*What is required*. Count the lines in the material below that contain the string "dirt". Reply with the number alone.

*Data supplied*.
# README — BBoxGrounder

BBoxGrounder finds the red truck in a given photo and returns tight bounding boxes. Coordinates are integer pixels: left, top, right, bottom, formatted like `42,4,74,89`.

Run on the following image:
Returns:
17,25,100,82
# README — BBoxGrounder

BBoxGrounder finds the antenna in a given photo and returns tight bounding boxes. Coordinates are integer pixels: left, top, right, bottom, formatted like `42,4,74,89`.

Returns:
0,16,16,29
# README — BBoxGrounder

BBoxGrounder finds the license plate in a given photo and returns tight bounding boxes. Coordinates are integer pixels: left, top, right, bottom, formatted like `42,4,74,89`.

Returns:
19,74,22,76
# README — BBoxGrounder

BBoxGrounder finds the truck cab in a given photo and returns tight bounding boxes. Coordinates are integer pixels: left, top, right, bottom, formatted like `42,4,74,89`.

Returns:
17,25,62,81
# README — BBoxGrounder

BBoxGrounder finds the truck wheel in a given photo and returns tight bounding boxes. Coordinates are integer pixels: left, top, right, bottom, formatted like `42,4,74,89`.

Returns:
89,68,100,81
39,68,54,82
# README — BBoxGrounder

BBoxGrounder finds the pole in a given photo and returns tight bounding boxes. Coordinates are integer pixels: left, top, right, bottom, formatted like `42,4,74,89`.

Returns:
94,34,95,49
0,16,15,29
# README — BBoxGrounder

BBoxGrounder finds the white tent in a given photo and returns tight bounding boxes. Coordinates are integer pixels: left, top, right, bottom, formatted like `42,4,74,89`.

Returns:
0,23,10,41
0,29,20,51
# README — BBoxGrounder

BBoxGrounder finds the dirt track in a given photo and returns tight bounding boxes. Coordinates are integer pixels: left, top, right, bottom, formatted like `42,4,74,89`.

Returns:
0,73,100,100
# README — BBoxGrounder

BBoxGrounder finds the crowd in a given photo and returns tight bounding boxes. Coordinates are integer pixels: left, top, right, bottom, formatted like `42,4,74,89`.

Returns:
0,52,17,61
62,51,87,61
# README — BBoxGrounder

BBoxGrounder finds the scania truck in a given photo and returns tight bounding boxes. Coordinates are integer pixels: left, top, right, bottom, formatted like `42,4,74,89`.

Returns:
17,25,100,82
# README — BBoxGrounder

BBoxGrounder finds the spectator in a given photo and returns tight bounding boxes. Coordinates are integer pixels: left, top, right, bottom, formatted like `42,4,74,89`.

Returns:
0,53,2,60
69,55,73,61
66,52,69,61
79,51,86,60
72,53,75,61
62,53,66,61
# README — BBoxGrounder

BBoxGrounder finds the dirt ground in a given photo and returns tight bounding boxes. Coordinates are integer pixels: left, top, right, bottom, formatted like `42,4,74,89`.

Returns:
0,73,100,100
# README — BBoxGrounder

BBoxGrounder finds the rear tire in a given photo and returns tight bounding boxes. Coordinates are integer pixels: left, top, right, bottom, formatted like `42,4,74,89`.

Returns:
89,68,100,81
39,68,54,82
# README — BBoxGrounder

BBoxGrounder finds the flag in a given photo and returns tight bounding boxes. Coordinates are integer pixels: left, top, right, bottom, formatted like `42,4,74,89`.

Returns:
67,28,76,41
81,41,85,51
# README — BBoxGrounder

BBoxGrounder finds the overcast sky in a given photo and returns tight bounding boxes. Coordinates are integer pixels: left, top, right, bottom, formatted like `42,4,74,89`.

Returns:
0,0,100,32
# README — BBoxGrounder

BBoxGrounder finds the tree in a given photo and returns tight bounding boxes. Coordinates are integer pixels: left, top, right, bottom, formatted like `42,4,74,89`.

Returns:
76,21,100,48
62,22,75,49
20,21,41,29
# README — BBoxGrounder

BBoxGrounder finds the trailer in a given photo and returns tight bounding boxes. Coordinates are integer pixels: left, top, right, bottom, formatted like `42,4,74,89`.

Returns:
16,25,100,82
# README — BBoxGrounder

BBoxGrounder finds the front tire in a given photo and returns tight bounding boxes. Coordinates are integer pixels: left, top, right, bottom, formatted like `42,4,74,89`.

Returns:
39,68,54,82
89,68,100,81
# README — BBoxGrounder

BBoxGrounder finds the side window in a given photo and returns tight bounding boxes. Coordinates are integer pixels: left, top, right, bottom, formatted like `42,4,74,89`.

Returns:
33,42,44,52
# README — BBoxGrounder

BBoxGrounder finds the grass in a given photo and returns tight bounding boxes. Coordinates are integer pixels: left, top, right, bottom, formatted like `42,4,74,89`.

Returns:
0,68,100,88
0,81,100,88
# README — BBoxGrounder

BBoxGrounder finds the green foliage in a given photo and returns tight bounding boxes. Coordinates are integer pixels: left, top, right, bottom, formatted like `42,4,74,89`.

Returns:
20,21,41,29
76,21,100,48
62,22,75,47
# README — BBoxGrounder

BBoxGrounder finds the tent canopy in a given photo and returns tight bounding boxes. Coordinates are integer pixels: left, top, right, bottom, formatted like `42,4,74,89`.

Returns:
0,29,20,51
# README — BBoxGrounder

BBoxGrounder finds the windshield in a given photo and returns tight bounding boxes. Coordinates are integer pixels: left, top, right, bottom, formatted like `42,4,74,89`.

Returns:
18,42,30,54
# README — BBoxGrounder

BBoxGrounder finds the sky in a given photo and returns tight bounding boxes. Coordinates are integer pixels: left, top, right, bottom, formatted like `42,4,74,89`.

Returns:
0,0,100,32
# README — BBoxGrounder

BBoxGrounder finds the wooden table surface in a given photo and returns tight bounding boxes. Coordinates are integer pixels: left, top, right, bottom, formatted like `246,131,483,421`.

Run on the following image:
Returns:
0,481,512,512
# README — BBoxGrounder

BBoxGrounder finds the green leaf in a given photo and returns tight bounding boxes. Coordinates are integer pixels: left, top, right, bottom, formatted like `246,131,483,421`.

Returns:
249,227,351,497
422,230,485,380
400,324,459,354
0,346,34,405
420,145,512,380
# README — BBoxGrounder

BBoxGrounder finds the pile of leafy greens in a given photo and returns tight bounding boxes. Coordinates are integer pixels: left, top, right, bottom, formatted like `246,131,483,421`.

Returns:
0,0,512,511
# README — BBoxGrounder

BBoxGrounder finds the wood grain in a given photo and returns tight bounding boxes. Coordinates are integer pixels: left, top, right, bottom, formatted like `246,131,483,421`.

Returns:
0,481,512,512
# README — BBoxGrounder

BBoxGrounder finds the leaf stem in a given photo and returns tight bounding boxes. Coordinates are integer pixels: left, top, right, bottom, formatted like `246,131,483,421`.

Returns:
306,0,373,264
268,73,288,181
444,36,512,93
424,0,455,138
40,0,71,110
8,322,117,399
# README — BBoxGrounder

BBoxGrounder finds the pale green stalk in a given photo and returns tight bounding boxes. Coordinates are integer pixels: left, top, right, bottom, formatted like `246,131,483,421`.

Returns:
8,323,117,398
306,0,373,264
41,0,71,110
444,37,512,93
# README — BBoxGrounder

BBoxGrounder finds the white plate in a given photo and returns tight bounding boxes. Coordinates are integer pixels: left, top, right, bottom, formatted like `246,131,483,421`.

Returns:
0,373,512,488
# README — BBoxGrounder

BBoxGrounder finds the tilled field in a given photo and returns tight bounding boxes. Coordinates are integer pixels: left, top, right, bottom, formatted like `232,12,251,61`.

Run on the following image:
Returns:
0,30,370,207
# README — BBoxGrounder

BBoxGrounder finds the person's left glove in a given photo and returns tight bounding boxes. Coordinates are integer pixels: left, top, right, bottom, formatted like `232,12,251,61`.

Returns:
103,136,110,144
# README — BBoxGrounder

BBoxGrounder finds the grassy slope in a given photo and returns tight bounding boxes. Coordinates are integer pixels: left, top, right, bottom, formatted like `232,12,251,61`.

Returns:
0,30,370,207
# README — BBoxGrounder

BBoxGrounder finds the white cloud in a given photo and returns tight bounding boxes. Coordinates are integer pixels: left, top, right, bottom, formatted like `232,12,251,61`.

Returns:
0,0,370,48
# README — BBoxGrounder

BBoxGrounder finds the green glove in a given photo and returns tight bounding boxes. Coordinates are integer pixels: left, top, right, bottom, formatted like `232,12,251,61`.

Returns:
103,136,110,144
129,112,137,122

*Answer to this exercise*. 2